• Data for this task
+-------+

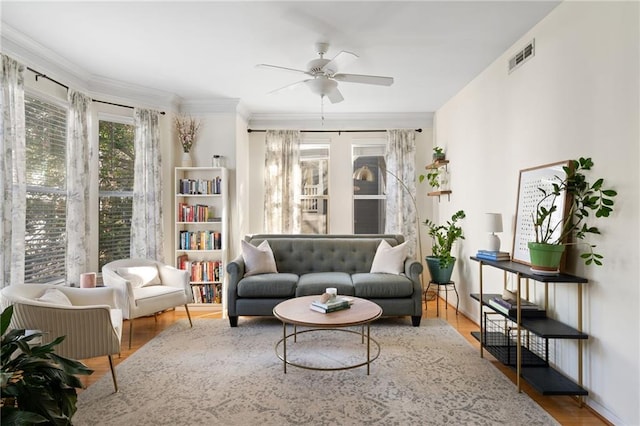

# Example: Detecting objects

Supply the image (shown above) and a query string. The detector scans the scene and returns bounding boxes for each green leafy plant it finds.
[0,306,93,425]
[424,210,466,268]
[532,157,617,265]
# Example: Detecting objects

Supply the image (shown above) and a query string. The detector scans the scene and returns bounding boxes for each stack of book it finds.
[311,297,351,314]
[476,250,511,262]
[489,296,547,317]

+-------+

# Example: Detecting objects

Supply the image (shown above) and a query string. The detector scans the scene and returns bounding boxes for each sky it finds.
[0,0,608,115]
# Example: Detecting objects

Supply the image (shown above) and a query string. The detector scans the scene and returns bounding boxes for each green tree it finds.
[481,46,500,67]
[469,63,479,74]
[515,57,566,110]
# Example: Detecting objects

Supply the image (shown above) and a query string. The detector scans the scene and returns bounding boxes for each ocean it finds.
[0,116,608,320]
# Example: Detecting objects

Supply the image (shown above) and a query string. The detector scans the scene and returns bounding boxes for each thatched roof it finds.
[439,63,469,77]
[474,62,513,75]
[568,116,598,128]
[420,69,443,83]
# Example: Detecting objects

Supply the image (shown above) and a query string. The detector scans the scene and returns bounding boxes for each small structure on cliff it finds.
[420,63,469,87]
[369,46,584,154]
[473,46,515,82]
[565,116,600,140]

+-------+

• To do
Locate each line in the rows above that contains the string "green", and copy those lines. Case counts, so uppercase and lowercase letters do not match each other.

• Expected answer
Supply the image (shown above) and a query string. The detector scans the scene and returns bounding boxes for each green leafy plant it finds.
Supply the image (shown above) and a query string. The detector scans the scene and returns bounding boxes for each green tree it finds.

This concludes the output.